» **Written task**
Rewrite each of the entries below with "position" changed to "location" and everything else unchanged, leaving out the pictures.

═════ Stored records ═════

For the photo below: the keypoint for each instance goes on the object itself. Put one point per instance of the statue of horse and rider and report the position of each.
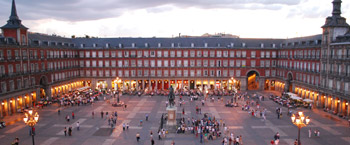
(171, 97)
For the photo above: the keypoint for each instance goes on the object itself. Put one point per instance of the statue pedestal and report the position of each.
(171, 116)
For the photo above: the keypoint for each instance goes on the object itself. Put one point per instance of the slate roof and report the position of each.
(14, 22)
(178, 42)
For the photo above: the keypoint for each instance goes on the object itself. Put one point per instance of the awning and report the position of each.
(295, 98)
(308, 100)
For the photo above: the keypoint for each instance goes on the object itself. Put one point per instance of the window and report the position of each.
(244, 54)
(159, 63)
(192, 63)
(145, 53)
(262, 54)
(3, 87)
(219, 53)
(205, 63)
(126, 63)
(179, 63)
(205, 53)
(178, 53)
(153, 63)
(159, 53)
(172, 53)
(185, 53)
(232, 63)
(179, 73)
(252, 63)
(172, 73)
(199, 73)
(185, 63)
(199, 53)
(212, 53)
(252, 54)
(139, 53)
(199, 63)
(238, 73)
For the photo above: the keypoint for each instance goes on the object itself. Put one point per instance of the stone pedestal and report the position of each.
(171, 116)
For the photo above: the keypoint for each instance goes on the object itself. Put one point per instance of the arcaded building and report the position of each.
(35, 66)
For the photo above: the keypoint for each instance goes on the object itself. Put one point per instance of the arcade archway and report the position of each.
(253, 80)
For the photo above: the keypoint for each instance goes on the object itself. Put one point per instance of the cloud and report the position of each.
(82, 10)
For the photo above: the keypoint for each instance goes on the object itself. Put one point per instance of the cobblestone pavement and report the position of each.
(95, 131)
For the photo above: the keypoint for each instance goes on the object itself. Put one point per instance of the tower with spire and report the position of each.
(335, 25)
(14, 28)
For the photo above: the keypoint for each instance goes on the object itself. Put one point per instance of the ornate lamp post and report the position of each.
(31, 119)
(300, 121)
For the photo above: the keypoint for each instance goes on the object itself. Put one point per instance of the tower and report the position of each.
(14, 28)
(335, 25)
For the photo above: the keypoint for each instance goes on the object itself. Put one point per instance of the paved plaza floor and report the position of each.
(95, 131)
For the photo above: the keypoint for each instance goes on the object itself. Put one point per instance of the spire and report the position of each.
(336, 8)
(14, 22)
(14, 15)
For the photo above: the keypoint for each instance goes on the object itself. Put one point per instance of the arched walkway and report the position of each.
(252, 80)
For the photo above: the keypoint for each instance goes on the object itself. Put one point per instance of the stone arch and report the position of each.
(43, 87)
(253, 79)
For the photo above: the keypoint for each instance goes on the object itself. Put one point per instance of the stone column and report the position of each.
(340, 106)
(332, 103)
(9, 106)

═════

» **Written solution**
For the photo below: the keypoint for each instance goes on the object itself. Put one point per instance of the statue of horse and rider and report the location of each.
(171, 97)
For the photo above: the keypoint for each instance goes on the object itself. Put one point per instance of the statue pedestal and report the location of each.
(171, 116)
For the photo above: the keypoint for each instance goes on the object itself. Put one point per instance of the slate roof and report the location of each.
(14, 22)
(178, 42)
For the photo above: the keypoint for each instance goes on the object itself. Put one point per instance of the awning and report the location of each.
(295, 98)
(308, 100)
For the photo above: the keypoint for each instance goes on the object itself. Put one point per instance of the window and report the location of each.
(244, 54)
(159, 63)
(192, 63)
(145, 53)
(262, 54)
(3, 87)
(219, 53)
(205, 63)
(126, 63)
(179, 63)
(205, 53)
(178, 53)
(153, 63)
(159, 53)
(172, 53)
(185, 53)
(232, 63)
(179, 73)
(252, 63)
(172, 73)
(199, 73)
(185, 63)
(199, 53)
(212, 53)
(252, 54)
(139, 53)
(199, 63)
(238, 73)
For the photo above: the keypoint for each instance goes on the object itself. Put one point per instance of the stone pedestal and report the location of each.
(171, 116)
For the photo above: the keypoint for each instance goes on the object itself. Put one point per instance of the arcaded building and report the location of each.
(35, 66)
For the photo above: the keypoint for each instance goes on the object itself. Put one point per instance of the arcade archway and report the location of each.
(253, 80)
For the photo above: the keypoint for each instance goes on the object itself. Put one point per instance of the cloud and report the location of each.
(82, 10)
For the photo above: the keypoint for each instance goes on the object itself. Put one point per instance of the cobblestone pavement and report the location of each.
(95, 131)
For the photo above: the keypoint for each instance goes on the object itself. Put one point per instance of the tower with spire and report the location of each.
(335, 25)
(14, 28)
For the photo above: the keypoint for each instance goes on the object itself. Put one point per instance of the ornate lamp post and report the location of each.
(31, 119)
(300, 121)
For the photo above: the keypoint for each instance goes on the object itself. Put one point per instance of the tower and report the location of each.
(14, 28)
(335, 25)
For the photo above: the keypoint for each instance goes on the object itself. Put one point per instance of the paved plaza floor and report the location of each.
(95, 131)
For the photo above: the keypoint for each instance goes on the object itself. Put one point per instance of the spire and report the location of each.
(336, 8)
(14, 22)
(14, 15)
For the photo above: the keypoint for each instance goes on the object itself. Put one point per instance of the arched walkway and report the location of each.
(252, 80)
For the photo above: the keypoint for each instance goes on the object itself. Put one point per instance of the stone arch and report the location of each.
(43, 87)
(253, 79)
For the photo above: the keypoint for each instance goes on the object itself. Put one point per instance of the stone column and report the location of each.
(340, 106)
(332, 103)
(9, 106)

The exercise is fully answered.